Task directions ::
Transcribe only the part of the listing below that begins at the line containing "Seedling-scouting request: tag the cruise" and runs to its final line, keeping both ends.
** BEGIN Dataset entries **
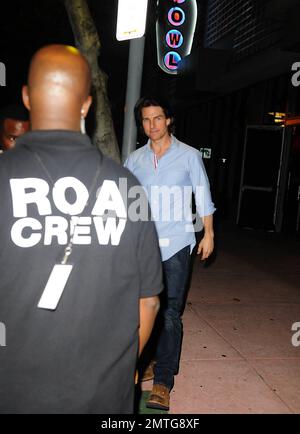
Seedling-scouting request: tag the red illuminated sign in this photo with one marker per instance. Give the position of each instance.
(175, 29)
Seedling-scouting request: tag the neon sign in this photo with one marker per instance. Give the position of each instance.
(175, 29)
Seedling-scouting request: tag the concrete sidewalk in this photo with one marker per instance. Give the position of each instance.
(237, 354)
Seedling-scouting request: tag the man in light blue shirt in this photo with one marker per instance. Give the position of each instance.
(170, 171)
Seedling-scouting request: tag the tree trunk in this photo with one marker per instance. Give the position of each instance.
(87, 41)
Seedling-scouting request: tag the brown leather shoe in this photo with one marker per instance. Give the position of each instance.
(159, 397)
(148, 374)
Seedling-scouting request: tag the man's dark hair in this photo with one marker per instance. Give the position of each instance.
(13, 111)
(156, 102)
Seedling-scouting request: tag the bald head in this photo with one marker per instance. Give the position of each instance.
(58, 88)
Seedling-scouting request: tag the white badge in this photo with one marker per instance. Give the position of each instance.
(55, 286)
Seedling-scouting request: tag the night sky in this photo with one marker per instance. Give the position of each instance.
(31, 24)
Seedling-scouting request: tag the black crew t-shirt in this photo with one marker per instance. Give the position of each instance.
(80, 357)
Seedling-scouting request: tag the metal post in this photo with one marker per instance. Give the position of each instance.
(134, 81)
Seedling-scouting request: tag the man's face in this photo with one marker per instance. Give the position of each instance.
(155, 123)
(12, 128)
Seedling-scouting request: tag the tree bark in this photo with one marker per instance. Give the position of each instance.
(88, 42)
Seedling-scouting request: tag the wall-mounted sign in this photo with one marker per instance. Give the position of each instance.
(175, 29)
(131, 19)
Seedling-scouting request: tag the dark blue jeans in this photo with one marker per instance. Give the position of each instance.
(176, 273)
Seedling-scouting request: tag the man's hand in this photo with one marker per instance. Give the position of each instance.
(206, 247)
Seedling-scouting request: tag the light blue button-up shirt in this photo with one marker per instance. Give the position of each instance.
(169, 183)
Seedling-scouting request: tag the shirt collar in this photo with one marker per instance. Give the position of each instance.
(174, 144)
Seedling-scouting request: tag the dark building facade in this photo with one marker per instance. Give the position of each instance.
(229, 92)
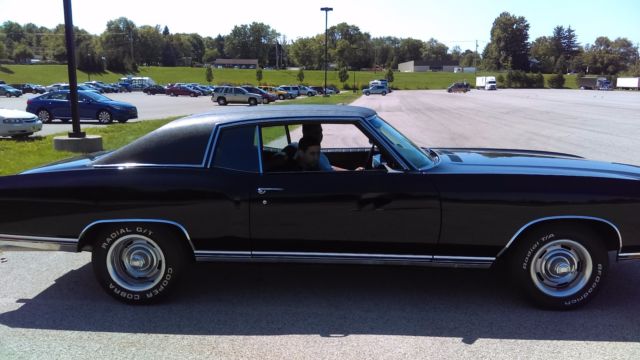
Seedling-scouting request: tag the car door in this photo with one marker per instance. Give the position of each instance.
(59, 106)
(375, 213)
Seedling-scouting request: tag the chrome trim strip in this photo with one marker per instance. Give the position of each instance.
(351, 258)
(32, 243)
(579, 217)
(629, 256)
(179, 226)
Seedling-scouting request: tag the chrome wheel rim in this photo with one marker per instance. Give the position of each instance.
(561, 268)
(104, 117)
(136, 263)
(44, 116)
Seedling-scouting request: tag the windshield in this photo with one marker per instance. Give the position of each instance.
(409, 151)
(95, 96)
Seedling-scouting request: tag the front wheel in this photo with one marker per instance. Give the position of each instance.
(560, 267)
(139, 263)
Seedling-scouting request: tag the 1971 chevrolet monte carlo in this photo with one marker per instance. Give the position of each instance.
(208, 188)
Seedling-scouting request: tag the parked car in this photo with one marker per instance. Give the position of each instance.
(81, 88)
(293, 90)
(55, 86)
(177, 90)
(30, 88)
(203, 188)
(8, 91)
(18, 124)
(279, 93)
(266, 97)
(154, 89)
(458, 87)
(376, 89)
(55, 105)
(307, 91)
(227, 94)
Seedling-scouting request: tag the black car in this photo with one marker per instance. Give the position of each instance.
(458, 87)
(154, 89)
(212, 187)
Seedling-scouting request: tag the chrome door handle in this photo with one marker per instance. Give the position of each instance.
(263, 191)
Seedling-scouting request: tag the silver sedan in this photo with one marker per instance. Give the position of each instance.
(17, 124)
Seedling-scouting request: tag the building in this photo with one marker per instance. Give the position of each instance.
(236, 63)
(413, 66)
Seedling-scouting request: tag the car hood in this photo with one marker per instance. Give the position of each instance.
(75, 163)
(15, 114)
(527, 162)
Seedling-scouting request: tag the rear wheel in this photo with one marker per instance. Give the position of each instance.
(560, 266)
(104, 117)
(139, 263)
(44, 116)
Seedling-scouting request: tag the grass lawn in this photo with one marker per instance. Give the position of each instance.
(48, 74)
(20, 155)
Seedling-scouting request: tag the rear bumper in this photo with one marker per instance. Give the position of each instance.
(36, 243)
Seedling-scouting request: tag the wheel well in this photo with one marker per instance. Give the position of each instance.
(88, 236)
(605, 231)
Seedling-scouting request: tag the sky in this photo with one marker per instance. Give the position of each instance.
(459, 22)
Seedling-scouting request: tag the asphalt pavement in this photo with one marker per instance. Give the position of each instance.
(51, 306)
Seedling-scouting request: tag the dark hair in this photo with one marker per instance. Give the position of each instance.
(310, 129)
(306, 142)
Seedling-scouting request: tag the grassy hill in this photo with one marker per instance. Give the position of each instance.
(48, 74)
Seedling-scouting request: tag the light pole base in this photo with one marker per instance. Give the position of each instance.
(88, 144)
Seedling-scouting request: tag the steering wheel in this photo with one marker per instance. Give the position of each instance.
(368, 165)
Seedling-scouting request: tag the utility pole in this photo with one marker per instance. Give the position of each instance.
(475, 67)
(326, 43)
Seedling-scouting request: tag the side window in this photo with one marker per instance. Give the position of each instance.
(237, 149)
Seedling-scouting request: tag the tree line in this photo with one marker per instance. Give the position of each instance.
(123, 46)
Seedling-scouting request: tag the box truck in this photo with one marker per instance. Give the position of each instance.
(486, 82)
(628, 83)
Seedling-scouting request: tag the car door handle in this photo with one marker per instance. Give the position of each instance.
(263, 191)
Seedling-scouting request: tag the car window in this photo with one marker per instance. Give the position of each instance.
(58, 96)
(237, 149)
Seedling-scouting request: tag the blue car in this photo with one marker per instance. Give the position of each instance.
(55, 105)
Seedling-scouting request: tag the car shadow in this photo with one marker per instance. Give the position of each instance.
(336, 301)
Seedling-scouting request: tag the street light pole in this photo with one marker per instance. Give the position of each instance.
(71, 67)
(326, 39)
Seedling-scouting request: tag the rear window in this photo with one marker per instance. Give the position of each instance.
(182, 143)
(237, 149)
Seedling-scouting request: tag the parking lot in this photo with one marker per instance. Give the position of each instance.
(52, 307)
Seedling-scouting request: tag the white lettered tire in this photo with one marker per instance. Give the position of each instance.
(139, 263)
(560, 266)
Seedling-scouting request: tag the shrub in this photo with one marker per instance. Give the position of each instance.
(556, 81)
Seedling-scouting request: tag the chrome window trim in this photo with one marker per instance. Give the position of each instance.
(128, 220)
(560, 217)
(22, 242)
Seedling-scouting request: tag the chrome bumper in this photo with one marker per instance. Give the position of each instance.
(37, 243)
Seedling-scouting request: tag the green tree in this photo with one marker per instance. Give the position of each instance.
(389, 75)
(208, 75)
(343, 74)
(22, 54)
(556, 81)
(509, 46)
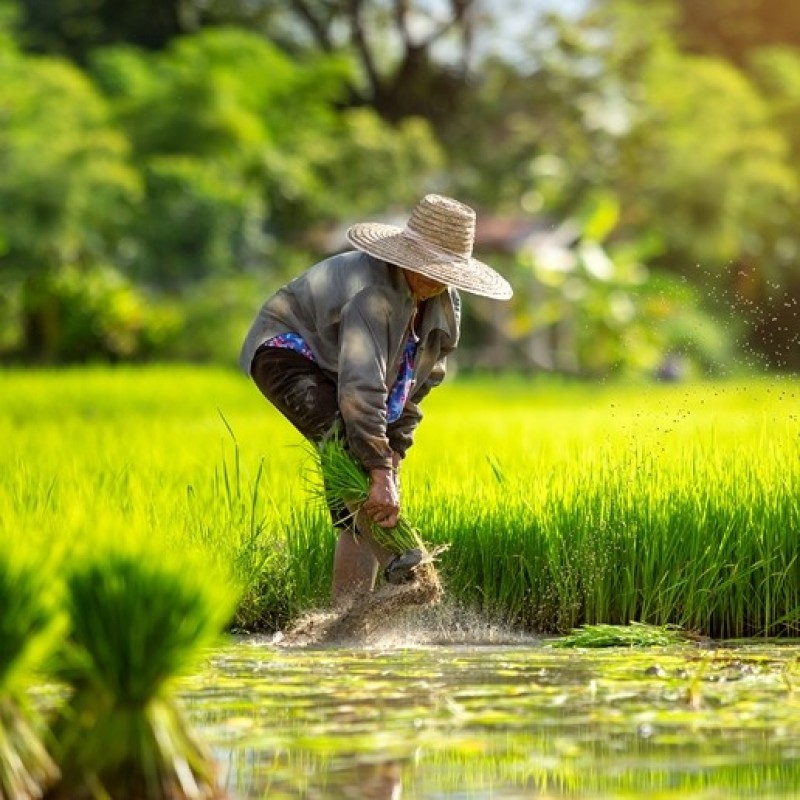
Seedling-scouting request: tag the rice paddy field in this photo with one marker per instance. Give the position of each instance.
(561, 504)
(573, 513)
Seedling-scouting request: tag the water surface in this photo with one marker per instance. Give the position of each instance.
(502, 721)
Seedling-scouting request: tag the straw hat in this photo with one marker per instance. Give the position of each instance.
(436, 242)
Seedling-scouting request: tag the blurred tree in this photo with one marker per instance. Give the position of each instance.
(66, 186)
(734, 28)
(243, 148)
(685, 143)
(74, 28)
(413, 55)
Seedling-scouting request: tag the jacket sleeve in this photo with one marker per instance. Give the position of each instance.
(364, 344)
(401, 432)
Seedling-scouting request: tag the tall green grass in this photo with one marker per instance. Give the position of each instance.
(562, 504)
(138, 619)
(29, 622)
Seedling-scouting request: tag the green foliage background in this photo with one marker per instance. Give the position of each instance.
(161, 173)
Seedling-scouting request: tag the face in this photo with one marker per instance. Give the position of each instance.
(422, 287)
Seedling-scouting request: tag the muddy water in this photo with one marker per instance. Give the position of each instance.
(501, 720)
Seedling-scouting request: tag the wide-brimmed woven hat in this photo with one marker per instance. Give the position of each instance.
(436, 242)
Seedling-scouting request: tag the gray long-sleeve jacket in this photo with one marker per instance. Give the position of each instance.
(354, 312)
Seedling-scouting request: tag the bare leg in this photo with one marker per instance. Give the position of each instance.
(356, 562)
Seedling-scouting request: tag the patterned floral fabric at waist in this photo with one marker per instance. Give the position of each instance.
(401, 388)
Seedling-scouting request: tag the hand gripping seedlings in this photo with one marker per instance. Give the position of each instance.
(345, 484)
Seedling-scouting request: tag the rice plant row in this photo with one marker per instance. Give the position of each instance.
(562, 505)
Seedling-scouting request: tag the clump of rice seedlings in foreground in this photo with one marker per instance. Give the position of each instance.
(28, 625)
(637, 634)
(136, 623)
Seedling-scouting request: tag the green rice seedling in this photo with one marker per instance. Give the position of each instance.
(28, 624)
(137, 620)
(345, 485)
(637, 634)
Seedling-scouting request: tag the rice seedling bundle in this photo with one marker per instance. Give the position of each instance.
(28, 624)
(345, 485)
(137, 621)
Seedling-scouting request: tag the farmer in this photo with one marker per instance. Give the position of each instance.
(354, 344)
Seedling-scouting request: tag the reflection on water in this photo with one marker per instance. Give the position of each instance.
(502, 722)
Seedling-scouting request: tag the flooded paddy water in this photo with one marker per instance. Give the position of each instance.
(501, 718)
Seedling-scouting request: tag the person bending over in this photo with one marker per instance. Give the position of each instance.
(354, 343)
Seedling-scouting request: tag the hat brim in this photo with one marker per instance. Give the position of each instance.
(390, 243)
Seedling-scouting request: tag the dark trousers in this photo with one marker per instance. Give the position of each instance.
(305, 395)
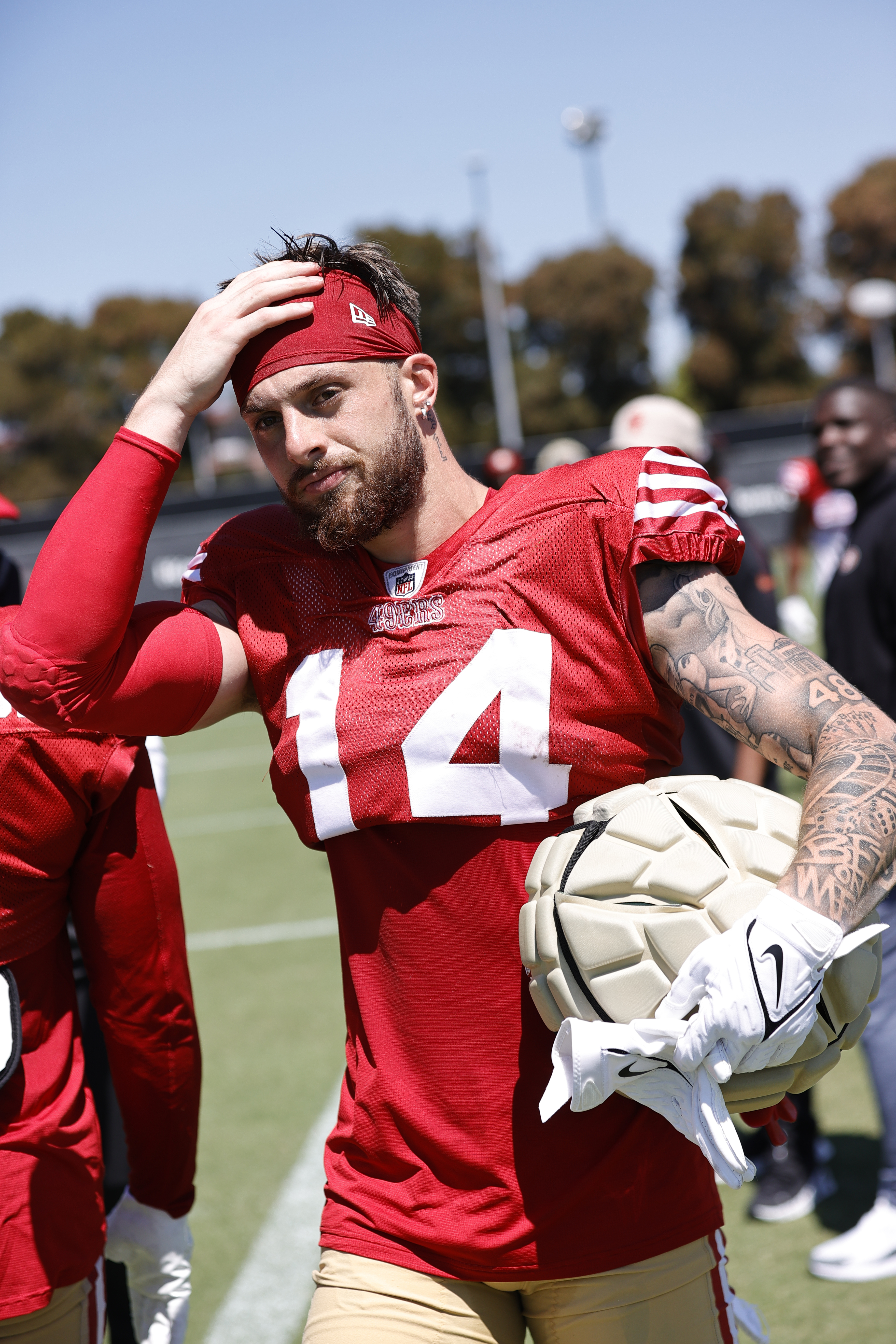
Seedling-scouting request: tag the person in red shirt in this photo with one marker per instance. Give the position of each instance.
(81, 835)
(445, 672)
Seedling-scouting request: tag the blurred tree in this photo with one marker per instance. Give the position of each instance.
(66, 389)
(445, 276)
(860, 245)
(739, 292)
(586, 349)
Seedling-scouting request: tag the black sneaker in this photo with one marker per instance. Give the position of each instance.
(786, 1190)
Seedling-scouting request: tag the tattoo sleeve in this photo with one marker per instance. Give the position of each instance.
(798, 713)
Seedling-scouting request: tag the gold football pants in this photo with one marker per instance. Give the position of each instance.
(682, 1298)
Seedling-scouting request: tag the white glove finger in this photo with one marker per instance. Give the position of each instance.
(686, 994)
(704, 1031)
(718, 1064)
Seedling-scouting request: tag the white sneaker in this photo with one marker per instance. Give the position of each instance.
(867, 1252)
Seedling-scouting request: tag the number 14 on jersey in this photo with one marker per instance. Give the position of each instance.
(522, 787)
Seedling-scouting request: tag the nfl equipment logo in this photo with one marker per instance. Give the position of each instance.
(405, 580)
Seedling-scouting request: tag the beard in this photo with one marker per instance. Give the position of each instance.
(375, 495)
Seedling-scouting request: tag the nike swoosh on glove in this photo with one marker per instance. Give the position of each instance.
(156, 1249)
(758, 987)
(593, 1060)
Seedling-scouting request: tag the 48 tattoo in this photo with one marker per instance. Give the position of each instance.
(789, 705)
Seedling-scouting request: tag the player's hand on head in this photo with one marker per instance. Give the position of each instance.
(195, 372)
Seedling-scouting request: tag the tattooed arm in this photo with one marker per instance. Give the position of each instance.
(789, 705)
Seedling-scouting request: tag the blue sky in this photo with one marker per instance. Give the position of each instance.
(150, 147)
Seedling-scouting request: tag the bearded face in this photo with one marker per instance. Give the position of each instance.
(381, 487)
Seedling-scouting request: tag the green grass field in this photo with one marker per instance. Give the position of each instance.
(273, 1031)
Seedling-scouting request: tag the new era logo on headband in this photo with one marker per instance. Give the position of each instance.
(361, 316)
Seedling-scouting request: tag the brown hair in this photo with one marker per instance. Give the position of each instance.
(370, 263)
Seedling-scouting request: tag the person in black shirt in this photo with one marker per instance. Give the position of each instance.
(10, 580)
(855, 429)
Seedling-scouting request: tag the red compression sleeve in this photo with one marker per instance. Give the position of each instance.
(78, 654)
(126, 905)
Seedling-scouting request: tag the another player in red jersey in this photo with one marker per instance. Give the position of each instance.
(81, 832)
(445, 672)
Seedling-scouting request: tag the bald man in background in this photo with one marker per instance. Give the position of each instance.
(666, 422)
(855, 429)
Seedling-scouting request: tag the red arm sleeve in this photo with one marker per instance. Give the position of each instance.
(78, 654)
(126, 904)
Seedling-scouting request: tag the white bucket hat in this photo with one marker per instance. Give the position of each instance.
(660, 422)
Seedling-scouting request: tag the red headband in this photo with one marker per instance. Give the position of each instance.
(344, 327)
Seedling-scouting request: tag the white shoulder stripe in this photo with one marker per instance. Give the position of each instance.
(671, 482)
(680, 509)
(684, 463)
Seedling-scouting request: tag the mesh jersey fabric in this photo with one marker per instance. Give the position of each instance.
(81, 830)
(430, 742)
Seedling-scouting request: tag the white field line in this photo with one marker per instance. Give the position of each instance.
(220, 823)
(193, 763)
(269, 1298)
(256, 935)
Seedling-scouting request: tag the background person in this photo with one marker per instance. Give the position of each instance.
(10, 577)
(855, 429)
(81, 835)
(819, 530)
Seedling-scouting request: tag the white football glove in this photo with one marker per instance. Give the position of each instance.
(155, 1249)
(757, 987)
(593, 1060)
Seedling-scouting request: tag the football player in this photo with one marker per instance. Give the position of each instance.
(81, 834)
(445, 672)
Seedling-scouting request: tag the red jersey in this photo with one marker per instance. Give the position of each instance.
(81, 832)
(430, 726)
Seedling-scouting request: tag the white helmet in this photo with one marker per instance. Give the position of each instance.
(561, 452)
(660, 422)
(641, 878)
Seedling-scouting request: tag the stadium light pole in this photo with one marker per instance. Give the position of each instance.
(875, 300)
(586, 131)
(498, 334)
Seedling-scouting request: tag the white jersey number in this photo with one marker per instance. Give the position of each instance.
(523, 787)
(516, 666)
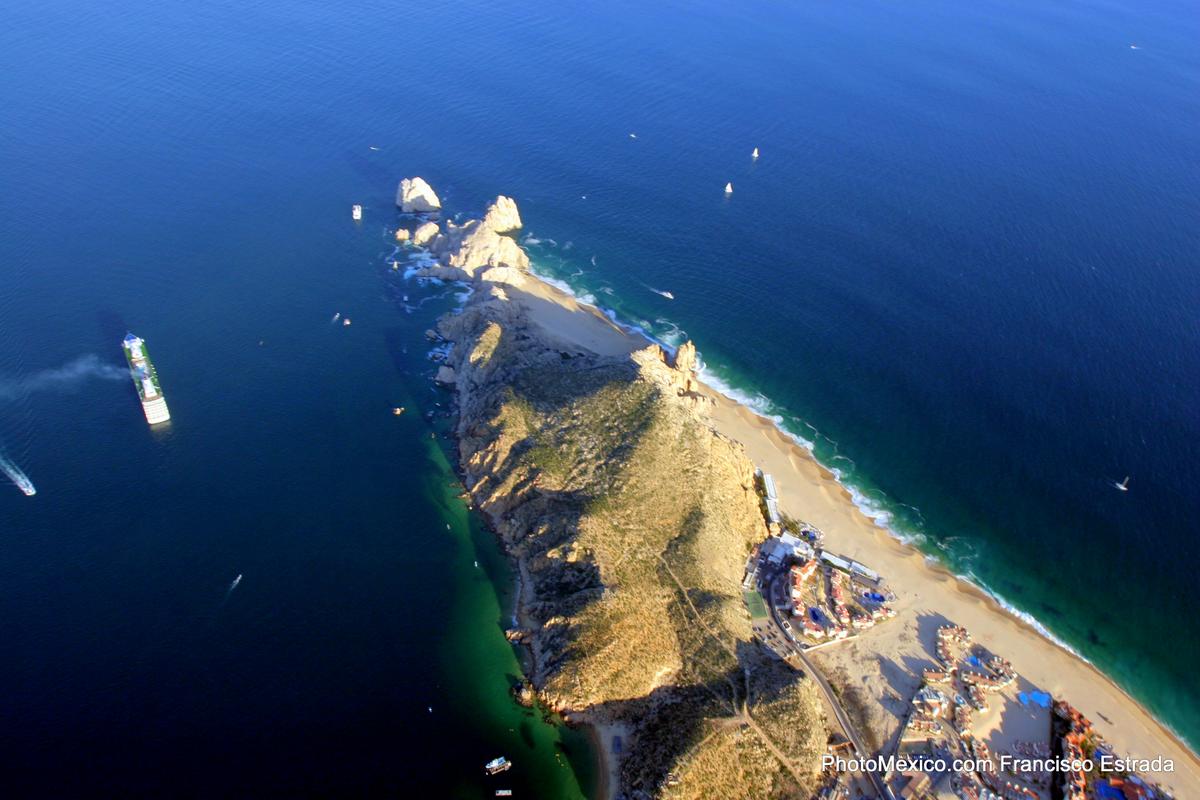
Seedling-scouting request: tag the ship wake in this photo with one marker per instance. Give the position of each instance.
(67, 378)
(17, 476)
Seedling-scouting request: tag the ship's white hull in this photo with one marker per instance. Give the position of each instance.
(156, 410)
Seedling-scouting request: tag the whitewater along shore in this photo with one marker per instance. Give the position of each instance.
(882, 665)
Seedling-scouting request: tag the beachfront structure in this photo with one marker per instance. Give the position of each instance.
(773, 511)
(768, 483)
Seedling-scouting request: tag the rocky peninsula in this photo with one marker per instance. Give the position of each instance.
(629, 519)
(624, 491)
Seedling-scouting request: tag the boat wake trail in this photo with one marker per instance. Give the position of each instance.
(17, 476)
(229, 590)
(66, 378)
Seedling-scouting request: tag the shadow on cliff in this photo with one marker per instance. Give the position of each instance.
(676, 720)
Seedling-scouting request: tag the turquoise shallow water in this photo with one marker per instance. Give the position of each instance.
(963, 268)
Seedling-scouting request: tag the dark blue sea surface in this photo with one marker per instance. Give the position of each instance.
(964, 268)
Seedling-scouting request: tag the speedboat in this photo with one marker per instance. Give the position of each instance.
(497, 765)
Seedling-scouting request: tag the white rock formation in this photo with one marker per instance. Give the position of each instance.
(473, 246)
(414, 194)
(425, 233)
(503, 275)
(503, 216)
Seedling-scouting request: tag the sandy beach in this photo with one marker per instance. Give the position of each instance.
(886, 662)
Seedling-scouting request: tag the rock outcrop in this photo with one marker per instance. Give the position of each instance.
(415, 196)
(425, 233)
(503, 216)
(473, 246)
(630, 521)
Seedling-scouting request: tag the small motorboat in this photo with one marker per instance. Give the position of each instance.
(497, 765)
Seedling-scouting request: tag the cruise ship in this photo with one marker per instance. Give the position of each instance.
(145, 378)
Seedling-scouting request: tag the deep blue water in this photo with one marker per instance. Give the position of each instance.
(965, 268)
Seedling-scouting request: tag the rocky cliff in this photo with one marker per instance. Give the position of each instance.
(630, 521)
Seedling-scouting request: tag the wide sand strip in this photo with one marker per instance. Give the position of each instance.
(928, 594)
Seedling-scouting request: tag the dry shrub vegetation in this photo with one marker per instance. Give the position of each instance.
(631, 519)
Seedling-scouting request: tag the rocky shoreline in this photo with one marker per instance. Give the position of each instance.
(629, 521)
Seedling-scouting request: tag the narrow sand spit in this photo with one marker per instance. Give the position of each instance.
(886, 662)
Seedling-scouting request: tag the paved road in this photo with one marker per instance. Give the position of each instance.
(847, 727)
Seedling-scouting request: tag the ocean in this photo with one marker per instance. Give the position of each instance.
(963, 270)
** END Dataset entries **
Complete answer ::
Seedling-scouting request: tag the cruise ship in this photo with one marker per instance. Give the position of each instance.
(145, 378)
Seedling-scouting request: tag the deep blue water in this photo with one marker per instance. Give the position of each instance.
(965, 268)
Seedling-scouting request: tag the rocky cliff in this photo with one marker per instance. Give the position of each instance.
(630, 521)
Seedling-scouting request: tag the wide sand strip in this photo with one marker per instance. Give the position of each instance.
(928, 594)
Seedling-scouting request: tag the dry shrub vegetation in this photo with one marker per instance. Give the position of each instance.
(631, 519)
Seedling-scouting request: tag the rocky shoreline in this photo with one marker per instance. Give the position of each instance.
(629, 521)
Seedling-scouting request: tag the narrow sand spit in this photo with one marker per instance. Give the position of each instance.
(886, 662)
Seedling-scouting request: tag the paved road in this photo with one marker per instance. Give the position of each instance.
(847, 727)
Seedling-scouting request: tag the ocean in this photo with one marker per instance. Give the position of each instance.
(963, 270)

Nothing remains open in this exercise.